> Exercise details
Transcribe verbatim the portion of the entries below that begins with the line containing "like x=55 y=746." and ends with the line containing "x=1005 y=674", including both of those lines.

------------------------------

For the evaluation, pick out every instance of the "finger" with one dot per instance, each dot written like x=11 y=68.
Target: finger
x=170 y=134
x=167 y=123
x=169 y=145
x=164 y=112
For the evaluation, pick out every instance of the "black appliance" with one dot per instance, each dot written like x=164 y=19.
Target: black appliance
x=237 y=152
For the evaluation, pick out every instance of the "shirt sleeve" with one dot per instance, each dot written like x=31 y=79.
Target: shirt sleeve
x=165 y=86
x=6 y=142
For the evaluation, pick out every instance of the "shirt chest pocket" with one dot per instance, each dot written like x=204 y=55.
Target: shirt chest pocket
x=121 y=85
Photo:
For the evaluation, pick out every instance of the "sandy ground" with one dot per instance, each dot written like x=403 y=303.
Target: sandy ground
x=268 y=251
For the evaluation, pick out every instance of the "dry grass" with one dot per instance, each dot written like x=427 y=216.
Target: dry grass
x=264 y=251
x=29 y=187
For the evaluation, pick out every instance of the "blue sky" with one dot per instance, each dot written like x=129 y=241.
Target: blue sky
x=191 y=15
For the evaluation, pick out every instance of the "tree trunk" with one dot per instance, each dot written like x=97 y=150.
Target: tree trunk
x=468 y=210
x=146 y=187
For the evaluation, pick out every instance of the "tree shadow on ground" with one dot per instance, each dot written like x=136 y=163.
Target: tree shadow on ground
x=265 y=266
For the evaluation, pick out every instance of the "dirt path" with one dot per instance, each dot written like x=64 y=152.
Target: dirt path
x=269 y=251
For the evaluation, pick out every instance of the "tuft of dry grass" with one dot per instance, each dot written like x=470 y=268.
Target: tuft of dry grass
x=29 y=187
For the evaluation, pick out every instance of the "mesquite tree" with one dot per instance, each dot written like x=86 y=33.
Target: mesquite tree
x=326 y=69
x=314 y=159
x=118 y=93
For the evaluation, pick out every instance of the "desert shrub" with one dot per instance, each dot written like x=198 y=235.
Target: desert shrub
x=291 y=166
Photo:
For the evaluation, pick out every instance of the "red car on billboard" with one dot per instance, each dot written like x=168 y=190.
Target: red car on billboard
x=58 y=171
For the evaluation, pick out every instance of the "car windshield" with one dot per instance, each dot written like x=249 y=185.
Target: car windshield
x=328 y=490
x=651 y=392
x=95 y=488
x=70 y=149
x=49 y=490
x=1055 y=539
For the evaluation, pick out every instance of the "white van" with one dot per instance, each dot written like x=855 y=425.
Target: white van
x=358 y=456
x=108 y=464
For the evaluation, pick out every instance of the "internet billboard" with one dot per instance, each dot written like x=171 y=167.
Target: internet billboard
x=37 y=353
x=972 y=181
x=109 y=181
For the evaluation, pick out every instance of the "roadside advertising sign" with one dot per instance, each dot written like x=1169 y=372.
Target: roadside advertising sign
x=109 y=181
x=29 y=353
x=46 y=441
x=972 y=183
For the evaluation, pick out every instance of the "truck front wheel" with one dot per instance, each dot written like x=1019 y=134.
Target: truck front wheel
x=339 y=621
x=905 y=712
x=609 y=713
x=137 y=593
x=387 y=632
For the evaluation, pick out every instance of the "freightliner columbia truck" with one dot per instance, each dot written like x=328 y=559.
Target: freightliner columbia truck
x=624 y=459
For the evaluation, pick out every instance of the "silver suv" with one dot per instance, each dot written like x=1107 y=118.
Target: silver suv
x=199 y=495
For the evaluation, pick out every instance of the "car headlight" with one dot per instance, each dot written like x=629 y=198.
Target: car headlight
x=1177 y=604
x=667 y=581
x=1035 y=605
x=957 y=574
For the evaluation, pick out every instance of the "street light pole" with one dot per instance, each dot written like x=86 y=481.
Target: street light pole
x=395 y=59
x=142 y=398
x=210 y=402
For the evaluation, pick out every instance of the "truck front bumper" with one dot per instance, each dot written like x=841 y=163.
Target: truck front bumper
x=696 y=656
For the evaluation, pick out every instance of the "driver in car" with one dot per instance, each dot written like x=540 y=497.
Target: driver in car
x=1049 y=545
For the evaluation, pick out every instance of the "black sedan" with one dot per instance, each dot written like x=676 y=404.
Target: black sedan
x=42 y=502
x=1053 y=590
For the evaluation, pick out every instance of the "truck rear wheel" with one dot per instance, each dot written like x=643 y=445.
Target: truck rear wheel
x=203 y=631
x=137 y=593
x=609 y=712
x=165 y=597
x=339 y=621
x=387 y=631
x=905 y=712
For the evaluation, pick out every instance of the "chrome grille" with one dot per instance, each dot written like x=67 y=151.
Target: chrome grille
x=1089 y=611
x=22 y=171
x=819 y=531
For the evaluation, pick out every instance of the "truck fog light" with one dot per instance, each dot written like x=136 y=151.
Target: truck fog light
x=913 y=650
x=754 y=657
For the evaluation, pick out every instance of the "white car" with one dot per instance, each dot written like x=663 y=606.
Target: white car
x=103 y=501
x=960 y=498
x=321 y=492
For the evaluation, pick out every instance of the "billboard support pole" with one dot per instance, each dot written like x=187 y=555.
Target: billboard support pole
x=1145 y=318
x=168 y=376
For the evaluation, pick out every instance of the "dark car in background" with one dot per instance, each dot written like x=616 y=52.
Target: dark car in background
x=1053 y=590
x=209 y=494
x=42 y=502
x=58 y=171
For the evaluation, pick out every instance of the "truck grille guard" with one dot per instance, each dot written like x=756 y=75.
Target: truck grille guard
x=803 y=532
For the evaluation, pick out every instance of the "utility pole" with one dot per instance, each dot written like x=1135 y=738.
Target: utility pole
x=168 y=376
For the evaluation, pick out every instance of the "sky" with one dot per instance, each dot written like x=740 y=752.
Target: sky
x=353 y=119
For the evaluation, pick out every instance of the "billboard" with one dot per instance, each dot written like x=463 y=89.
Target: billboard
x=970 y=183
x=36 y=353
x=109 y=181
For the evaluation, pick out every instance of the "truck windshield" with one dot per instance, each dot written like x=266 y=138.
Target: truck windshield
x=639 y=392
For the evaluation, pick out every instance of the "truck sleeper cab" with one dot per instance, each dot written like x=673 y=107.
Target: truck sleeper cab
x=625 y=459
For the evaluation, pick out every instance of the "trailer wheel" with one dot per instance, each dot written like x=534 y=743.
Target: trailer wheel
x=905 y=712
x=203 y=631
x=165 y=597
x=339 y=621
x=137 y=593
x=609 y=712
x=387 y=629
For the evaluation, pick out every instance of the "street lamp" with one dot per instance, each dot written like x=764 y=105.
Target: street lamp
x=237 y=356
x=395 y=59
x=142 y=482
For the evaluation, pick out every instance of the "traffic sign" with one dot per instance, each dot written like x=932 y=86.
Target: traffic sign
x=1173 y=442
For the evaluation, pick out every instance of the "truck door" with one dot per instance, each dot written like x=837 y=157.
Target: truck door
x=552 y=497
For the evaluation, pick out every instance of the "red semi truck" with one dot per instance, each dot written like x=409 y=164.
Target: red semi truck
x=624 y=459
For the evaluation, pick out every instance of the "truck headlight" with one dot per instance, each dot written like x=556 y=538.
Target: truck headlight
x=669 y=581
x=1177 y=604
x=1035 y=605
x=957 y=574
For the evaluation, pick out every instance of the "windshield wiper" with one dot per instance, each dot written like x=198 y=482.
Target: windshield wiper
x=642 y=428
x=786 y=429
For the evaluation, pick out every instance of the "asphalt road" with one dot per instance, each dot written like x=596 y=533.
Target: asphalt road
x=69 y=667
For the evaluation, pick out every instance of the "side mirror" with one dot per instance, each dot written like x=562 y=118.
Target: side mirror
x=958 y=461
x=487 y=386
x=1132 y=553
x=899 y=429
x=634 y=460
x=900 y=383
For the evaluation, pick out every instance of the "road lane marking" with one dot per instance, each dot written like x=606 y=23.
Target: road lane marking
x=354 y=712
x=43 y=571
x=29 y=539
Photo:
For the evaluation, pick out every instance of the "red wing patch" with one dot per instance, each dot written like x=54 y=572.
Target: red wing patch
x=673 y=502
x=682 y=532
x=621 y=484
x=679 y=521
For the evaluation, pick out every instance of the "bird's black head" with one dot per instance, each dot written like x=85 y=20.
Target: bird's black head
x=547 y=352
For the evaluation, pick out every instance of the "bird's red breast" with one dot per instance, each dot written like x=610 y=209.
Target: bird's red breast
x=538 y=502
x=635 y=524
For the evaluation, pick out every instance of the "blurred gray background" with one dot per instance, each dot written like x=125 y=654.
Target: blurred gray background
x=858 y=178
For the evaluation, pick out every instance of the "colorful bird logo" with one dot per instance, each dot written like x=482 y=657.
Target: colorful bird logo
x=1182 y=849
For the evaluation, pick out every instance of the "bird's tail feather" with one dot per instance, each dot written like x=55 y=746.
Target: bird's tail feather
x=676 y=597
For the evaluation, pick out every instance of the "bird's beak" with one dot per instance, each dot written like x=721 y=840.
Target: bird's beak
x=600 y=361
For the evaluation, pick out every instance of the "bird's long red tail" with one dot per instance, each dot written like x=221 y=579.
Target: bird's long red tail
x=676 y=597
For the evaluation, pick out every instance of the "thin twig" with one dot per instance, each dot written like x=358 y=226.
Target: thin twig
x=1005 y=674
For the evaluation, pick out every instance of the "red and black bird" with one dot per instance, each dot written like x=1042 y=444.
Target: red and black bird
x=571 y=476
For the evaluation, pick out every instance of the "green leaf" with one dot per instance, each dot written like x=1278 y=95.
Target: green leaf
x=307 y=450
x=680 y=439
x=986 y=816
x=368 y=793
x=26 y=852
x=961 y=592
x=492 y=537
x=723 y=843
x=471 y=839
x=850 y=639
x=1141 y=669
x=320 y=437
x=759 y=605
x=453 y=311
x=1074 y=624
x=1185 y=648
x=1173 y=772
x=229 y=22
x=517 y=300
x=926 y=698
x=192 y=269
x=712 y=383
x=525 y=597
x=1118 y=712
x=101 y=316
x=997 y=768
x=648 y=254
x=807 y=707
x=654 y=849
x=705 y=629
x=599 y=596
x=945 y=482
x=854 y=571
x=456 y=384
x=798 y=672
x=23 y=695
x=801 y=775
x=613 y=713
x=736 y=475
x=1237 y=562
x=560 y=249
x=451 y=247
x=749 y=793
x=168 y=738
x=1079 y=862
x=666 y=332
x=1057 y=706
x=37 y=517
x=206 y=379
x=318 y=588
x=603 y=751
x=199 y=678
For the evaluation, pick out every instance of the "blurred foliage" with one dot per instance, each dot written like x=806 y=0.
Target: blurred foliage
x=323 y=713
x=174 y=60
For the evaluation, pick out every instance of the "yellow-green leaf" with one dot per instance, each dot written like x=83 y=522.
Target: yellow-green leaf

------------------------------

> Solved problem
For the evaluation, pick out every instance of the "bird's tail feather" with one dot per instance, each dot written like x=55 y=746.
Target: bird's tail feather
x=676 y=597
For the evaluation, pick out every instance of the "bird's beak" with one dot per instance, each dot written like x=721 y=840.
Target: bird's beak
x=600 y=361
For the evaluation, pick out every instance of the "bird's long red tail" with one dot per instance, each dot written like x=221 y=579.
Target: bird's long red tail
x=676 y=597
For the evaluation, pick out every instance of the "thin twig" with one dot per instance, each dot written like x=358 y=226.
Target: thin twig
x=1005 y=674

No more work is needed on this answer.